● Source
** start **

Moreover the teaching on the means to right vision at the beginning of this Part shows its connection with the First Part. There the yoga of the already concentrated (samāhita) mind was set out, and here it is shown how the extravertive mind, by tapas, etc., may become steady in yoga.

Now it has to be explained that the purpose of tapas and the others is samādhi meditation and thinning out the taints.

(Opponent) It is going to be said later on, ‘From devotion to the Lord, perfection in samādhi’ (II.45) and ‘From destruction of impurity by tapas, perfection of body and senses’ (II.43), so that a perfection is going to be stated for each means separately.

(Answer) Not so; what will be said there is only a statement in praise of the means, supplementary to the perfections given here, where the sūtra says, ‘to actualize samādhi and thin out the taints’ (II.2). What is said later on will be added in praise of the means.

Now the words of the sūtra are explained. The compound tapas-self-study-devotion-to-God means tapas andself-study and devotion to God. It is these which are yoga in the form of action, so this is yoga of action. Tapas and the others are actions, and as their aim is yoga, they are themselves called yoga. Yoga is the mental state of samādhi, and this yoga of action aims at that; he who practises it is a yogin.

In one without tapas, the yoga does not succeed. Tapas is taught because impurity, coloured from time without beginning by karma-s and taints and saṃskāra-complexes, a net of sense contacts, is not destroyed without tapas. And they hold that it is to be practised without the calm of the mind being upset by it.

Self study is repetition of purifying (mantra-s) like OM, or study of the scriptures on release. Devotion to the Lord is consigning all actions to the Lord the supreme teacher, or letting go their fruits.

** end **

● Entries provided
** start **

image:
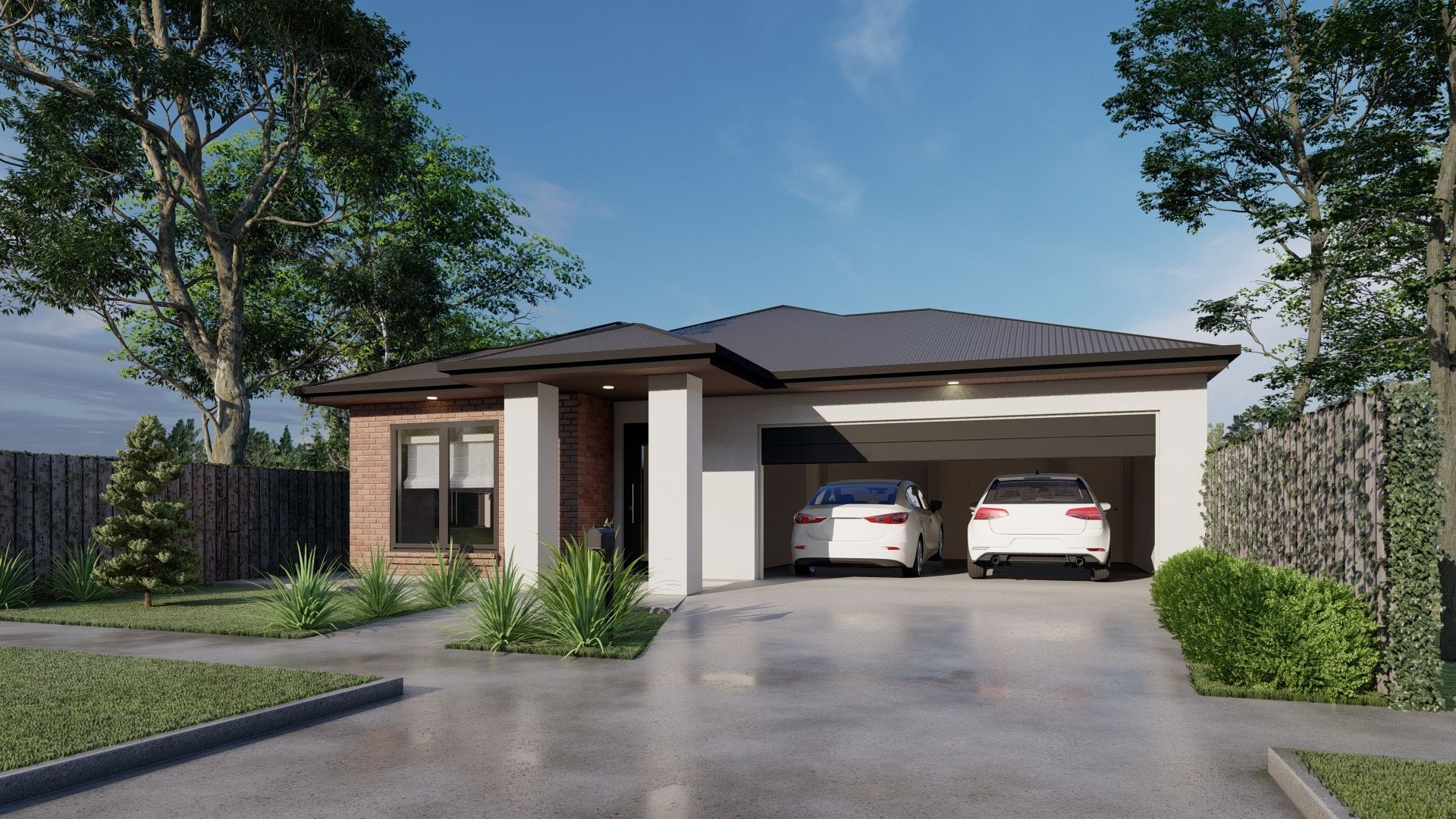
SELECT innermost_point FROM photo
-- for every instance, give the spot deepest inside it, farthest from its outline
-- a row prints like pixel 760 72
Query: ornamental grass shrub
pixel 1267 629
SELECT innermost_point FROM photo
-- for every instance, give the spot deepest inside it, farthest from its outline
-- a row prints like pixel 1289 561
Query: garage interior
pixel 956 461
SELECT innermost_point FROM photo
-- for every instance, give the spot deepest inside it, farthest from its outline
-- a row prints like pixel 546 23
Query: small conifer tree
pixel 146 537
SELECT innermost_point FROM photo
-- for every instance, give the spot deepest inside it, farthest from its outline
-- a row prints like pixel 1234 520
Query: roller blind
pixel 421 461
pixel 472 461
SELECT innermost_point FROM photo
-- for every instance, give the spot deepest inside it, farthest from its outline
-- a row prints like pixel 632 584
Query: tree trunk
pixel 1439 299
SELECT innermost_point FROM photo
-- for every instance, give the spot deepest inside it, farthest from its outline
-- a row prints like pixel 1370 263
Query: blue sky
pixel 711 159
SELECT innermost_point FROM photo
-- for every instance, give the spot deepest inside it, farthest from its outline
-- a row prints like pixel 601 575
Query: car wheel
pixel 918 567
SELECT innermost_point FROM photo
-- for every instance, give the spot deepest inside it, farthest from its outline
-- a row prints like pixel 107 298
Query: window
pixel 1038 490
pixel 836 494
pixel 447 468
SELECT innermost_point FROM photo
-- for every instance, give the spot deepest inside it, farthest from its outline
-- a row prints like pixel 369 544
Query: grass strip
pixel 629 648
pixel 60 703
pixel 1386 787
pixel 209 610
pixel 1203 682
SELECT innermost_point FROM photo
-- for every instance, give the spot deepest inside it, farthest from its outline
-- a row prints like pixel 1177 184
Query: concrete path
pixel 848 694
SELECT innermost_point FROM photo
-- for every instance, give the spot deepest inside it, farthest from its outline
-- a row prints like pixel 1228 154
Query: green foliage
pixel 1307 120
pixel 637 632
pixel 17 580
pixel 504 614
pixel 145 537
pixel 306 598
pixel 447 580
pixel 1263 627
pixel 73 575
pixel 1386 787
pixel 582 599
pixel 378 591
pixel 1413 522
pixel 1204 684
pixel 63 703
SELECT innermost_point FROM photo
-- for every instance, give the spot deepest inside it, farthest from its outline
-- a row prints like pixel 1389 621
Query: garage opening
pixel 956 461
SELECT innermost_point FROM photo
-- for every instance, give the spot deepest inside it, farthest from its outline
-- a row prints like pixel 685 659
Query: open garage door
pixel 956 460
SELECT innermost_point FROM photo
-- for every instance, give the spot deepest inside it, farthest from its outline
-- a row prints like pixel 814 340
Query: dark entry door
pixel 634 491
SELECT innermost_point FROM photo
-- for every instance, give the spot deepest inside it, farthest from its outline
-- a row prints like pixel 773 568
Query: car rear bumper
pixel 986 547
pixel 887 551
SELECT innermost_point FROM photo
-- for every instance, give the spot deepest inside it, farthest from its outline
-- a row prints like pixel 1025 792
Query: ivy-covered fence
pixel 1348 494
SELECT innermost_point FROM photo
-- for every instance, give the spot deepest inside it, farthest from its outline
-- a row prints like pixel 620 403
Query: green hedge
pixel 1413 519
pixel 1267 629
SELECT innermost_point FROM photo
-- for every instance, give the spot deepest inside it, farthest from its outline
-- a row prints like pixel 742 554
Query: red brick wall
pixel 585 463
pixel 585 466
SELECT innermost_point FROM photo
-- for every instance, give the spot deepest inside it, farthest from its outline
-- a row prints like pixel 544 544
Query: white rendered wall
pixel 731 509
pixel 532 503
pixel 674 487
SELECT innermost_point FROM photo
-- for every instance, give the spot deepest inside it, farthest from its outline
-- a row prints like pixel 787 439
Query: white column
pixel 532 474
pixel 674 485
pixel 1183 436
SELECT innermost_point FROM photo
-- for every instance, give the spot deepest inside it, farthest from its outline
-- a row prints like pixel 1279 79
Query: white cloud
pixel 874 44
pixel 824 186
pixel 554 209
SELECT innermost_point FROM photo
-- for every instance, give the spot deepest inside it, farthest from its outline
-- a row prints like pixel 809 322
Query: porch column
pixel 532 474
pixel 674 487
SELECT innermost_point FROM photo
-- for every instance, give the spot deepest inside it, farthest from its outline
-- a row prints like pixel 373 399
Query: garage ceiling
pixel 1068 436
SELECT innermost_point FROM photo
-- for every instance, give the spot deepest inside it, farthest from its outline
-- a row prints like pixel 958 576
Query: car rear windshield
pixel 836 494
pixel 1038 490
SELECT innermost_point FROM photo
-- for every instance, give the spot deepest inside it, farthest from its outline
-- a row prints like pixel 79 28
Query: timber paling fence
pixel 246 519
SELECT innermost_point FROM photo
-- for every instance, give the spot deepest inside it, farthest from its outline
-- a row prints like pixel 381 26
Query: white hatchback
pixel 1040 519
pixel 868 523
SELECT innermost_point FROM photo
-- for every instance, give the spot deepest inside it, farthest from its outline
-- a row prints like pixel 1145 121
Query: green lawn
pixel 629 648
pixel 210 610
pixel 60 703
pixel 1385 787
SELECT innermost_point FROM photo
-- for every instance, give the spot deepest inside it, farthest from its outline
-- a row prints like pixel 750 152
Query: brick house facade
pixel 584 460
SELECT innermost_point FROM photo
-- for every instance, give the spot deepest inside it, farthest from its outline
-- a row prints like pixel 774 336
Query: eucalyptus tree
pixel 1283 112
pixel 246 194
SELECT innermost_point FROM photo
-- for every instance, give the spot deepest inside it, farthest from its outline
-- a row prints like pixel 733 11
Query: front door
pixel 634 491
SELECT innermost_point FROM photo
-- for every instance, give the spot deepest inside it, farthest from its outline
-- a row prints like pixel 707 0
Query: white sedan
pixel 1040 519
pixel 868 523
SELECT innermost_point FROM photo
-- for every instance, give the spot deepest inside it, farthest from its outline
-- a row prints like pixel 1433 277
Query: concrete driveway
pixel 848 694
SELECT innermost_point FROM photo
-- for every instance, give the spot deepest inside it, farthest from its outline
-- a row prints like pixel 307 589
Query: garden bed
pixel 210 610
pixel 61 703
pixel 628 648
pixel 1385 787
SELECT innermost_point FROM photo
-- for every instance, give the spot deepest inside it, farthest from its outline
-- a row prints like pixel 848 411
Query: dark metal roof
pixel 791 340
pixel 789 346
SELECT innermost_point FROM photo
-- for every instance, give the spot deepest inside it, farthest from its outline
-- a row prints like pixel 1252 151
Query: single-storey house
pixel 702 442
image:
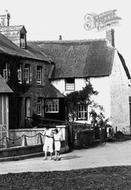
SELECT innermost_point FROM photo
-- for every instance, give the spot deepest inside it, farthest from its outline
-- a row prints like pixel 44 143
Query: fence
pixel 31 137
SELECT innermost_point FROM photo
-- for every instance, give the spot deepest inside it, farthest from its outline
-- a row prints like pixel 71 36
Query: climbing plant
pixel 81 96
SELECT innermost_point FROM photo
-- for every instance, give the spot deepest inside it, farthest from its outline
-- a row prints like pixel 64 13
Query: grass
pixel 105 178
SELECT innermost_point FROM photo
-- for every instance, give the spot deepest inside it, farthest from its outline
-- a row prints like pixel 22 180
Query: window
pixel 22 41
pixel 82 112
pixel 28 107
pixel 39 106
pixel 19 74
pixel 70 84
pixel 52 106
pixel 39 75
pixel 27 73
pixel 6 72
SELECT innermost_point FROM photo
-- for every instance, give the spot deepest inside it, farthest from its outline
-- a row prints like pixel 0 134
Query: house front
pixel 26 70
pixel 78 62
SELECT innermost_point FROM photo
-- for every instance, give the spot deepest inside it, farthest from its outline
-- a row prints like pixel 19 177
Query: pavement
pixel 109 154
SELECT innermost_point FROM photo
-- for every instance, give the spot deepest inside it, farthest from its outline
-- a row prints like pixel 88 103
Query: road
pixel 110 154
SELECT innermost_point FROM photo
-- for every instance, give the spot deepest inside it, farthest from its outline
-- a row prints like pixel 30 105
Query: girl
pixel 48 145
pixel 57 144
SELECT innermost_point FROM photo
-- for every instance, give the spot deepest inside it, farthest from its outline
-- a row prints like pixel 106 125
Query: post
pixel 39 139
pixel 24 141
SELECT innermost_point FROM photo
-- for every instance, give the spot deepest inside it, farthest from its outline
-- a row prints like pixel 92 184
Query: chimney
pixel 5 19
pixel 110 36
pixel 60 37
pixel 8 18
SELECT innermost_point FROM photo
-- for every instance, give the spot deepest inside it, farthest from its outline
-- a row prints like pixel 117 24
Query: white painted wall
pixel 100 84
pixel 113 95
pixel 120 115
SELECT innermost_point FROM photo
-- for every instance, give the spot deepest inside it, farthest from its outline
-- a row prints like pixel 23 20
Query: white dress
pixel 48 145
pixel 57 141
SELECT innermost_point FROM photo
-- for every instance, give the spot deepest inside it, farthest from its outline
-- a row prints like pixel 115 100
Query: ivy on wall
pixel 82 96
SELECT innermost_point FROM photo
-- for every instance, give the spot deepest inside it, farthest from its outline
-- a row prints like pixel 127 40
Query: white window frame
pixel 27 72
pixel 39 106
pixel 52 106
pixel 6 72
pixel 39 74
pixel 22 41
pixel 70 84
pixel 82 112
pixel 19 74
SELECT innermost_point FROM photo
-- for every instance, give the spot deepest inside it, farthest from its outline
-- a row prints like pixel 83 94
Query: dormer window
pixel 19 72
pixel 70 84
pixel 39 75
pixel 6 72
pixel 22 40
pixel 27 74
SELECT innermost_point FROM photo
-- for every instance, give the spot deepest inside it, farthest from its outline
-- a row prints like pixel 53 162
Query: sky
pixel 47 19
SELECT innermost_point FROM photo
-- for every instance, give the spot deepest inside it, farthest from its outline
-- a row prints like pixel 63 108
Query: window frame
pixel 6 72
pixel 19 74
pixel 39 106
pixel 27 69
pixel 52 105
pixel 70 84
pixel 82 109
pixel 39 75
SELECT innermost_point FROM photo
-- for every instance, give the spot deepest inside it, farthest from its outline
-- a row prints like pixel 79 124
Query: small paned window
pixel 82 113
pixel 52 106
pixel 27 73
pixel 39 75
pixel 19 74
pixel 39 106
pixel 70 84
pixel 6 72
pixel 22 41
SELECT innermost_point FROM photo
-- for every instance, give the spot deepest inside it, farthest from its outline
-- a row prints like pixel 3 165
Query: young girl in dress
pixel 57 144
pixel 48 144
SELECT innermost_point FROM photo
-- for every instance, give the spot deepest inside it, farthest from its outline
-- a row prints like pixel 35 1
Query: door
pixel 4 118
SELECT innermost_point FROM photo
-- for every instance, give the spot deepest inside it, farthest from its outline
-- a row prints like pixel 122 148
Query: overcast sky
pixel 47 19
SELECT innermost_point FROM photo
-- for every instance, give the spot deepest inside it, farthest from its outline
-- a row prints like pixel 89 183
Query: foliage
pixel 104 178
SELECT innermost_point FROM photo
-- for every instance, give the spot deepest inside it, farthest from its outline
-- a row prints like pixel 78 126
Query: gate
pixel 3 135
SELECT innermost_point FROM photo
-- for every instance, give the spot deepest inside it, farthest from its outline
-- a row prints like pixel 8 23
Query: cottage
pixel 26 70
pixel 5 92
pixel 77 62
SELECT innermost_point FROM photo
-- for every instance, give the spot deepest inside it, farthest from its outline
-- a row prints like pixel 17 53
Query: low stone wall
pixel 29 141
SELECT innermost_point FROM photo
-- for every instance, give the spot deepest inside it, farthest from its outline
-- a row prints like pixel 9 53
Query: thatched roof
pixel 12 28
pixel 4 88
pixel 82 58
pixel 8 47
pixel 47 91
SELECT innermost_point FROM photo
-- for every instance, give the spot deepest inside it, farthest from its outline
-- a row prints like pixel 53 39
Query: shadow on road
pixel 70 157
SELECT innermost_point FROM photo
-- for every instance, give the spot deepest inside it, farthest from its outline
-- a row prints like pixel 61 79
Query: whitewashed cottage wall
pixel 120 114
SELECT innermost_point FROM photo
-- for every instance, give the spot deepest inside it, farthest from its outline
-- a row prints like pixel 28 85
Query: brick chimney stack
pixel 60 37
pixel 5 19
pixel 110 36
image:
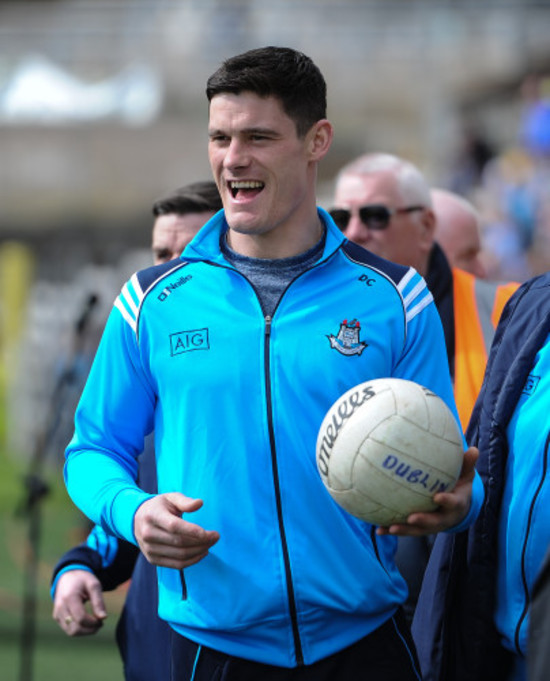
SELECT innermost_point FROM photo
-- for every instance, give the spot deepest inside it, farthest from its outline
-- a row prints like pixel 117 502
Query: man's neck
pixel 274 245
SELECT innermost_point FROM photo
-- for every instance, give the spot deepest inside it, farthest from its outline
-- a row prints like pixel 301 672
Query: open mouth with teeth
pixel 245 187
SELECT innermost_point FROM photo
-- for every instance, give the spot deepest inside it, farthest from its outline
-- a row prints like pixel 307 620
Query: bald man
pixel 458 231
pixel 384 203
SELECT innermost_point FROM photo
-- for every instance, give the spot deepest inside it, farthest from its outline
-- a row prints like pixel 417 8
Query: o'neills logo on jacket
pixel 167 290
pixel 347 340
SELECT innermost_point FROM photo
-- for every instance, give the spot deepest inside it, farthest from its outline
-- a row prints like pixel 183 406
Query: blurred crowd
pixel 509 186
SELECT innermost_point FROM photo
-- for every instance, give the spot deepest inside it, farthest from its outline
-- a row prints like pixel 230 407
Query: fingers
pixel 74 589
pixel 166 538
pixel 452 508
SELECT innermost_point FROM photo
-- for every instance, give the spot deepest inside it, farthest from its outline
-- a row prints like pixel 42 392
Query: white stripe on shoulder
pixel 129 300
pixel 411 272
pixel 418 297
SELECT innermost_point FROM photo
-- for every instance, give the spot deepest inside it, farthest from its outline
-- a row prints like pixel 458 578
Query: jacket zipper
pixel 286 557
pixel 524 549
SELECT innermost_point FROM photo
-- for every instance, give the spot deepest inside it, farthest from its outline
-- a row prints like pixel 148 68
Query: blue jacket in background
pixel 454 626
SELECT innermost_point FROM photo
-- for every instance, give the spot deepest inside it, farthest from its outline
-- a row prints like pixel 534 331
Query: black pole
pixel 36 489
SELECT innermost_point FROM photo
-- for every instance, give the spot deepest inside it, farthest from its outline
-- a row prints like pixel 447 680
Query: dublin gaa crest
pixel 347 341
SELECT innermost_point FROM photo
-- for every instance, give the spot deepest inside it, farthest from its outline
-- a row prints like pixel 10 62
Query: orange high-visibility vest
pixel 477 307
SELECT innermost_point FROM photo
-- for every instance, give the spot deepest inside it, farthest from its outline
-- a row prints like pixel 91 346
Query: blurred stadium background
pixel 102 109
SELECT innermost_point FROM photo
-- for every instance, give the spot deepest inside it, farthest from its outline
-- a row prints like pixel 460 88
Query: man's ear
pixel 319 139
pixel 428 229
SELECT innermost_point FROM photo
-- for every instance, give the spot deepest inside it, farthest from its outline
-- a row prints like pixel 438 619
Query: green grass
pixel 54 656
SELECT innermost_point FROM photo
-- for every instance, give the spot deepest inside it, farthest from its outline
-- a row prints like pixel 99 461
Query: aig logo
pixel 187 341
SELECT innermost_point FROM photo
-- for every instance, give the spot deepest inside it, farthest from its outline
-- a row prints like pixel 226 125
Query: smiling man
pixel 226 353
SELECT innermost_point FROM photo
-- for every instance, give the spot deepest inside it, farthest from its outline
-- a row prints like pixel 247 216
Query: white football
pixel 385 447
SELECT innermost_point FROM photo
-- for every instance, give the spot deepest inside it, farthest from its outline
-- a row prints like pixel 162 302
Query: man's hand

** end **

● What is asked
[A] Answer these questions from the commentary on tapas:
(i) What two purposes of tapas and the others does it say have to be explained?
(ii) What does it say yoga is?
(iii) What two things can self-study be?
[B] Does each statement agree with the commentary on tapas? Answer yes or no, and quote the words that decide it.
(i) The answer to the opponent accepts that the later sūtras state a separate perfection for each means.
(ii) Tapas should be practised without upsetting the calm of the mind.
(iii) Devotion to the Lord means studying the scriptures on release.
The data isn't needed here.

● Solutions to each task
[A]
(i) Samādhi meditation and thinning out the taints.
(ii) The mental state of samādhi.
(iii) Repetition of purifying mantras like OM, or study of the scriptures on release.

[B]
(i) No: "Not so; what will be said there is only a statement in praise of the means"
(ii) Yes: "it is to be practised without the calm of the mind being upset by it"
(iii) No: "Devotion to the Lord is consigning all actions to the Lord the supreme teacher, or letting go their fruits"